begin

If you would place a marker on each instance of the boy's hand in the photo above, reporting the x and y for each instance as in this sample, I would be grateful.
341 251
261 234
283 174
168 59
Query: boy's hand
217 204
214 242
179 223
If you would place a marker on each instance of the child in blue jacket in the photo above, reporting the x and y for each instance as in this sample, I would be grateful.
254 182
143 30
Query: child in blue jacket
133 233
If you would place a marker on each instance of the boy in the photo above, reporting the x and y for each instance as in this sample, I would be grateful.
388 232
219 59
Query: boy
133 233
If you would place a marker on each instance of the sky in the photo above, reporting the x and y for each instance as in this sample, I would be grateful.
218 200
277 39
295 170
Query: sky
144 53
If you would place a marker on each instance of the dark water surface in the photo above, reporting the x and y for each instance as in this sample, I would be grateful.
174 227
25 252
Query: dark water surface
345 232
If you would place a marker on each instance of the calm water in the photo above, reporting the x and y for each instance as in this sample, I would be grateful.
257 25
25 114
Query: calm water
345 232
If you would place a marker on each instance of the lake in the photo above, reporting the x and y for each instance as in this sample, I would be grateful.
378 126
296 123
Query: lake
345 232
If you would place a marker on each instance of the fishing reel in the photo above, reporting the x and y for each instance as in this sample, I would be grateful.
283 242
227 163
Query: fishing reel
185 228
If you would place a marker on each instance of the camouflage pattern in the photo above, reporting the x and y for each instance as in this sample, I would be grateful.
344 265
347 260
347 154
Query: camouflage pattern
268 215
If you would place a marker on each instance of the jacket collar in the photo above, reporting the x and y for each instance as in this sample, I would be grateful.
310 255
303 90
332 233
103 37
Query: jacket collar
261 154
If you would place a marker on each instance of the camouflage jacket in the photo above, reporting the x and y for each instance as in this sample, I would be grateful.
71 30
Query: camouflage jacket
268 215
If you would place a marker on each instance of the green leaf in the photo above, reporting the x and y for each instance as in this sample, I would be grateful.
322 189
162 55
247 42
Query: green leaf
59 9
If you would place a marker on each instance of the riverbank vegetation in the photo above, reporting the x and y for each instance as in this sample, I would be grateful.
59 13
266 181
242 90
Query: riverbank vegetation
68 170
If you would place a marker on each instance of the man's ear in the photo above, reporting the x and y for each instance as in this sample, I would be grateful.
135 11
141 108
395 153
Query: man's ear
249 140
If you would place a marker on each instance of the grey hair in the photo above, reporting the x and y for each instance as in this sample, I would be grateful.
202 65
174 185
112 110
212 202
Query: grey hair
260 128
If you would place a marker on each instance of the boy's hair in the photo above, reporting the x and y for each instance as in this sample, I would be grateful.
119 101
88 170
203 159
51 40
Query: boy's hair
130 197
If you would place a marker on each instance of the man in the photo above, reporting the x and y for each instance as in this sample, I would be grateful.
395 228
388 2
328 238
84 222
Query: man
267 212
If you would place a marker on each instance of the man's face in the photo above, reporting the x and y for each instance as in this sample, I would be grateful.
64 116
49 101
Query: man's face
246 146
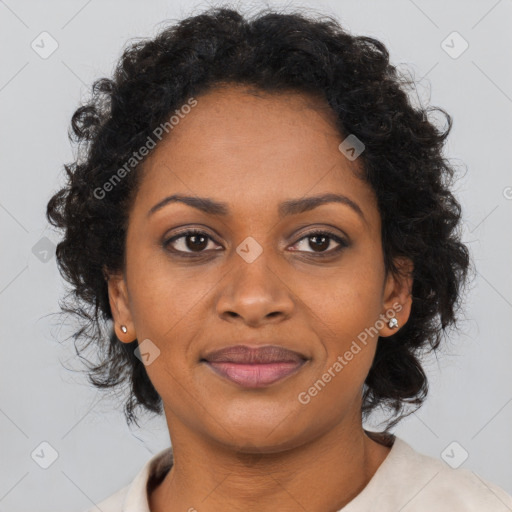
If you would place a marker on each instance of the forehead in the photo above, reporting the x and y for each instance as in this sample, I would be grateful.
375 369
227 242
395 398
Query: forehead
253 150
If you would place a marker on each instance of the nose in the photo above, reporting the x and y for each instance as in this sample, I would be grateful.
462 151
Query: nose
254 293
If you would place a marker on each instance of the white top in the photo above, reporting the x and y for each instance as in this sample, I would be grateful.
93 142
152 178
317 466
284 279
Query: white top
406 480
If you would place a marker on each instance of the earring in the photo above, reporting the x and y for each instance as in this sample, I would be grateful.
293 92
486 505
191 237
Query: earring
393 322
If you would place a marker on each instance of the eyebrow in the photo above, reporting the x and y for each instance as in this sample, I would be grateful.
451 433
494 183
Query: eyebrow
289 207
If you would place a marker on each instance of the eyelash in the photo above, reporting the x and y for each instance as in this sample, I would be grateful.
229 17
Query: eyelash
343 243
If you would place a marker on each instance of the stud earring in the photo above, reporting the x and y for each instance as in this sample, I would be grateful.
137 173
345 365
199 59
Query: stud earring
393 322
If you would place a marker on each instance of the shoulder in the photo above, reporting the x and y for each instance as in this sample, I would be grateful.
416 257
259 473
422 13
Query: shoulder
433 485
113 503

end

Given task: Your task is to reproduce all of the material exactly. The pictures stay out.

Output for this exercise:
If you would place a marker on each instance of the boy's hand in the photo above, reporting the x and y for each instance as in this sample, I would be grateful.
341 251
261 234
283 174
168 59
Query: boy's hand
217 204
214 242
179 223
If you would place a marker on each instance of the child in blue jacket in the photo above, reporting the x and y for each instance as in this sample, I would be grateful.
254 182
143 30
Query: child in blue jacket
133 233
If you would place a marker on each instance of the boy in the photo above, reporting the x and y for each instance as in this sample, I would be grateful.
388 232
219 59
Query: boy
133 233
If you would place a marker on each instance of the sky in the photo above, reporting the x and y for each instance as in this sample, I would be grateful.
218 200
277 39
295 170
Query: sky
144 53
If you would place a marker on each instance of the dark water surface in the photo above, reporting the x and y for each instance as in this sample, I would be grateful.
174 227
25 252
Query: dark water surface
345 232
If you would place a marker on each instance of the calm water in the photo above, reporting the x and y for each instance as in this sample, I would be grateful.
257 25
25 114
Query: calm water
345 232
If you would place a marker on each instance of the lake in the photo above, reporting the x and y for each instance as in this sample, I would be grateful.
378 126
296 123
Query: lake
345 232
If you would place a marker on each instance of the fishing reel in the photo above, reporting the x and y for each instance as in this sample, I would be grateful.
283 242
227 163
Query: fishing reel
185 228
If you would place a marker on each instance of the camouflage pattern in the photo above, reporting the x and y for each instance as in this sample, I would be grateful.
344 265
347 260
347 154
Query: camouflage pattern
268 215
If you would place a marker on each instance of the jacket collar in the photo above, reporting the x and y for each instance as in this sample, I would be grateful.
310 255
303 90
332 233
103 37
Query: jacket collar
261 154
If you would place a marker on each instance of the camouflage jacket in the photo above, reporting the x and y for each instance as in this sample, I would be grateful.
71 30
Query: camouflage jacket
268 215
If you would place a marker on each instance of the green leaf in the photo above, reporting the x and y for each instance as in this sample, I would be grateful.
322 189
162 55
247 42
Query: green leaf
59 9
If you would place a marker on each instance of the riverbank vegetation in the photo above, reporting the x and y for each instance as in this sample, I would be grateful.
59 13
266 181
242 90
Query: riverbank vegetation
68 170
If you would place a marker on each instance of the man's ear in the photo above, reporting the x and y for each instance as in this sample, I would be grateful.
135 11
141 108
395 153
Query: man's ear
249 140
If you would place a marker on each instance of the grey hair in the photo above, reporting the x and y for each instance as in this sample, I would be grateful.
202 65
174 185
112 110
212 202
Query: grey hair
260 128
If you would place a marker on each instance of the boy's hair in the photo above, reporting the x and y for each instance as in this sample, I would be grateful.
119 101
88 170
203 159
51 40
Query: boy's hair
130 197
If you would place a marker on each instance of the man in the photo above, reporting the x and y for each instance as in this sample, I would be grateful.
395 228
388 2
328 238
84 222
Query: man
267 212
If you would place a marker on each instance of the man's face in the photo above, reporting the x and y for each instance as in this sample, I would be grateful.
64 116
49 101
Query: man's face
246 146
If you would place a marker on each instance of the forehead in the photo above, reporting the x and y for each instance as in this sample, I would be grateful.
375 369
227 242
395 398
Query: forehead
253 150
If you would place a marker on each instance of the nose in the photo above, reporting the x and y for each instance as in this sample, I would be grateful.
462 151
Query: nose
254 293
If you would place a marker on each instance of the white top in the photo above, reporting the x and y for each instance as in this sample, I would be grateful.
93 142
152 178
317 466
284 279
Query: white top
406 480
If you would place a marker on each instance of the earring in the photo above, reporting the x and y for each instance as in this sample, I would be grateful.
293 92
486 505
191 237
Query: earring
393 322
If you would place a marker on each instance of the eyebrow in the photo above, reporting the x and y for each instance as in this sample, I would be grateful.
451 433
494 183
Query: eyebrow
289 207
If you would place a marker on each instance of the eyelash in the photo above, reporting the x and y for each instance as in this sample, I would be grateful.
229 17
Query: eyelash
343 243
If you would place a marker on each instance of the stud earring in the photo above, reporting the x and y for each instance as in this sample, I would be grateful.
137 173
345 365
199 59
Query: stud earring
393 322
If you would place a marker on each instance of the shoulder in the photo above, reporting the x and y for each instance as in this sample, I would be grateful.
416 257
259 473
422 13
Query: shoulder
433 485
113 503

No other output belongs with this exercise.